:: Passage ::
"obabel -s ..." Command - Substructure Search

This section provides a tutorial example on how to use 'obabel ... -s ...' command to do substructure search with Open Babel.

Substructure search is a common task in cheminformatics studies. The objective of substructure search is to evaluate whether or not a given molecule structure contains a given substructure pattern.

You can do substructure search with Open Babel using the "obabel ... -s ..." command with the following syntax:

babel input_section output_section -s smarts_string

The smarts_string specifies a SMARTS string that represents a molecule pattern. "obabel" command will apply this pattern to each molecule in the input data source. If the the pattern matches a substructure of the molecule, it will be written to the output. Otherwise, it will be skipped.

Substructure search is also called substructure filtering or substructure matching.

Here are some examples of substructure matching with a single atom as the molecule pattern:

herong$ # methane molecule contains an aliphatic carbon
herong$ obabel -:C -o smiles -s C
C
1 molecule converted

herong$ # methane molecule contains no aromatic carbon
herong$ obabel -:C -o smiles -s c
0 molecules converted

herong$ # benzene molecule contains an aromatic carbon
herong$ obabel -:c1ccccc1 -o smiles -s c
c1ccccc1
1 molecule converted

herong$ # benzene molecule contains no aliphatic carbon
herong$ obabel -:c1ccccc1 -o smiles -s C
0 molecules converted

Here is another group of examples of substructure matching with a single bond as the molecule pattern:

herong$ # tyrosine molecule contains a two-aromatic-carbon bond
herong$ obabel "-:c1cc(ccc1CC(C(=O)O)N)O" -o smiles -s cc
c1cc(ccc1CC(C(=O)O)N)O
1 molecule converted

herong$ # tyrosine molecule contains an aromatic-carbon-aliphatic-carbon bond
herong$ obabel "-:c1cc(ccc1CC(C(=O)O)N)O" -o smiles -s cC
c1cc(ccc1CC(C(=O)O)N)O
1 molecule converted

herong$ # tyrosine molecule contains no aromatic-carbon-nitrogen bond
herong$ obabel "-:c1cc(ccc1CC(C(=O)O)N)O" -o smiles -s cN
0 molecules converted

herong$ # tyrosine molecule contains an aliphatic-carbon-nitrogen bond
herong$ obabel "-:c1cc(ccc1CC(C(=O)O)N)O" -o smiles -s CN
c1cc(ccc1CC(C(=O)O)N)O
1 molecule converted

You can validate the above matching result by looking at the tyrosine molecule structure below:

Open Babel SVG Picture - Tyrosine Molecule
Open Babel SVG Picture - Tyrosine Molecule

Table of Contents

 About This Book

 SMILES (Simplified Molecular-Input Line-Entry System)
:::
:: Entries supplied ::
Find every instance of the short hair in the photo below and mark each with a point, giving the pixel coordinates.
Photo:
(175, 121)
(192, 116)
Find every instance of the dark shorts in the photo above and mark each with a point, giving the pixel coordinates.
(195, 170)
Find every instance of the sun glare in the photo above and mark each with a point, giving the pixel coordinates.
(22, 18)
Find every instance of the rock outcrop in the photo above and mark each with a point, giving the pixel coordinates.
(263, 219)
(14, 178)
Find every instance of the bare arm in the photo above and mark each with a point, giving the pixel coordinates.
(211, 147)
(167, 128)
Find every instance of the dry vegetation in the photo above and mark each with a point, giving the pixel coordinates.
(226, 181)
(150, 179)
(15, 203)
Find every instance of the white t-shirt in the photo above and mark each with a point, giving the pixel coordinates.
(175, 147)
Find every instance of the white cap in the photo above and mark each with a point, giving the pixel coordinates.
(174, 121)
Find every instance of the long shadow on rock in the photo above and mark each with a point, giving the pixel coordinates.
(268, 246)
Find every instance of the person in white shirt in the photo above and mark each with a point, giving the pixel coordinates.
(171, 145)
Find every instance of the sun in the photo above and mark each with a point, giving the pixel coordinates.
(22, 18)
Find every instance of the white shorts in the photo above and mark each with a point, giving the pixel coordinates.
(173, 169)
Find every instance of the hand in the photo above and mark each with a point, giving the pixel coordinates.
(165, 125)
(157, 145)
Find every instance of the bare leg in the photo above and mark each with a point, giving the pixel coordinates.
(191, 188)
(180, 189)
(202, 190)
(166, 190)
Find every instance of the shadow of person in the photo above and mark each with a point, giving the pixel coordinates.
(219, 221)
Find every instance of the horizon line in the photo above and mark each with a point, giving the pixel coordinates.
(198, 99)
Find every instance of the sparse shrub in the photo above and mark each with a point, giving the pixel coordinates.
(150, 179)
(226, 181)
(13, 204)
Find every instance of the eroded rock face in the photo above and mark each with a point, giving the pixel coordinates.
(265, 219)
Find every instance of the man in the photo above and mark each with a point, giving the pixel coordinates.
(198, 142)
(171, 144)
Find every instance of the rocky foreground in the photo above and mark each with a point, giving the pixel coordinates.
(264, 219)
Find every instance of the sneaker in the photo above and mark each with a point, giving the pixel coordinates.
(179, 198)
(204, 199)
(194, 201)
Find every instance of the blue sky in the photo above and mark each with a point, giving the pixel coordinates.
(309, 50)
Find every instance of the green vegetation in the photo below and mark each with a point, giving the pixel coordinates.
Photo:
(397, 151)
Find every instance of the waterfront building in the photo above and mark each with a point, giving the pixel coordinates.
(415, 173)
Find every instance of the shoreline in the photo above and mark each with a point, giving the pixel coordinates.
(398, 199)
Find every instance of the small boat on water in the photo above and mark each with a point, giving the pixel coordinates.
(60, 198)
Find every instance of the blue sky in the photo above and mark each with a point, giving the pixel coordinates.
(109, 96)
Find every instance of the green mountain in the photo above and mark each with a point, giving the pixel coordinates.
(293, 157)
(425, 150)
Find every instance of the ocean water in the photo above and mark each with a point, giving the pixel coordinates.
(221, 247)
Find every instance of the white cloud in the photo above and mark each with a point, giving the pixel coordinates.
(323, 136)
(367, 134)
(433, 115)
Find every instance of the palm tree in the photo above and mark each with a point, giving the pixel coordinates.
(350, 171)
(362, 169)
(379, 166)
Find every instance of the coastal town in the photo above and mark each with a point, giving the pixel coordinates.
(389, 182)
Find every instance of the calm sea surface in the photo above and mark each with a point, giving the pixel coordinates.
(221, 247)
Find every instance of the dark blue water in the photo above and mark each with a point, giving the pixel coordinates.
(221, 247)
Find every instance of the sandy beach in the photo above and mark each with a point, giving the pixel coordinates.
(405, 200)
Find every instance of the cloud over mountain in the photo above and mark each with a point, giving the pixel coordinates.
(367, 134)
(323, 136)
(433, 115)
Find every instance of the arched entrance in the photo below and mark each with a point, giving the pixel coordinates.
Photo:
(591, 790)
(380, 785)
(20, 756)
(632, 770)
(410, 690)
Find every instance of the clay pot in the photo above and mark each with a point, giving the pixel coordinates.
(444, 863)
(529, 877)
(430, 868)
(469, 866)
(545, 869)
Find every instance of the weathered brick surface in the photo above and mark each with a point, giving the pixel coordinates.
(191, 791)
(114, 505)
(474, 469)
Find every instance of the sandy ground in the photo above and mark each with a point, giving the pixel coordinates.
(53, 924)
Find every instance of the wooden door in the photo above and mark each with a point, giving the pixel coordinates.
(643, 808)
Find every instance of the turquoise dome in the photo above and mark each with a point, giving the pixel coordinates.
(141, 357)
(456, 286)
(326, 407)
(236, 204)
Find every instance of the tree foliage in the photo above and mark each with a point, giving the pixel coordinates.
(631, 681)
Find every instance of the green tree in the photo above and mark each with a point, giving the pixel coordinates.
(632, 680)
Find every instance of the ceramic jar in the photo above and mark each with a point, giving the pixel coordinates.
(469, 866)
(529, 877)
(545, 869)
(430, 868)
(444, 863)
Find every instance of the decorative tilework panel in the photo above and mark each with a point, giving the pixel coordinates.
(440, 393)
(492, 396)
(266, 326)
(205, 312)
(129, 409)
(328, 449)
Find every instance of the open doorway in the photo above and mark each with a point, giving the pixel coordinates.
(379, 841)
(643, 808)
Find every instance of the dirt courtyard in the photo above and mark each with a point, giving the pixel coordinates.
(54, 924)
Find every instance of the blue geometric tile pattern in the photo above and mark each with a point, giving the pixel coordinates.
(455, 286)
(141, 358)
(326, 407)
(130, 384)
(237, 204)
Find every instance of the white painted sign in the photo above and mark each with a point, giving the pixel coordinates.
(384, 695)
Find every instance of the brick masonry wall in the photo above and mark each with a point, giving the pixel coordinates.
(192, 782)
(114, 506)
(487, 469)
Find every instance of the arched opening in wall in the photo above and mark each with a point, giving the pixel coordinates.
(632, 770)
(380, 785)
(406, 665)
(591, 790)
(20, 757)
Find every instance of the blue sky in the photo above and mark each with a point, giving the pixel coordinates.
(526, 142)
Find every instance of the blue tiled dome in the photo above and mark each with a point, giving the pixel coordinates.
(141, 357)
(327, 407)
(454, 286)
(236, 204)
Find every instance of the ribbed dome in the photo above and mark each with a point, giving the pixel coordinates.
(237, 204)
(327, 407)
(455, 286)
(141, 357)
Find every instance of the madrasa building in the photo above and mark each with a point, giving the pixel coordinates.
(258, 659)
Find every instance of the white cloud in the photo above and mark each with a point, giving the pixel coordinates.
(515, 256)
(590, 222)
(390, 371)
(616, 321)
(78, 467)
:::
Exercise 1
Write out the part of the substructure search tutorial that starts at "This section provides" and ends at "will be skipped.", word for word.
Exercise 2
According to the substructure search tutorial, what two other names is substructure search also called?
Rely only on the substructure search tutorial, not on the listing.

Final result 1
This section provides a tutorial example on how to use 'obabel ... -s ...' command to do substructure search with Open Babel.

Substructure search is a common task in cheminformatics studies. The objective of substructure search is to evaluate whether or not a given molecule structure contains a given substructure pattern.

You can do substructure search with Open Babel using the "obabel ... -s ..." command with the following syntax:

babel input_section output_section -s smarts_string

The smarts_string specifies a SMARTS string that represents a molecule pattern. "obabel" command will apply this pattern to each molecule in the input data source. If the the pattern matches a substructure of the molecule, it will be written to the output. Otherwise, it will be skipped.

Final result 2
Substructure filtering or substructure matching.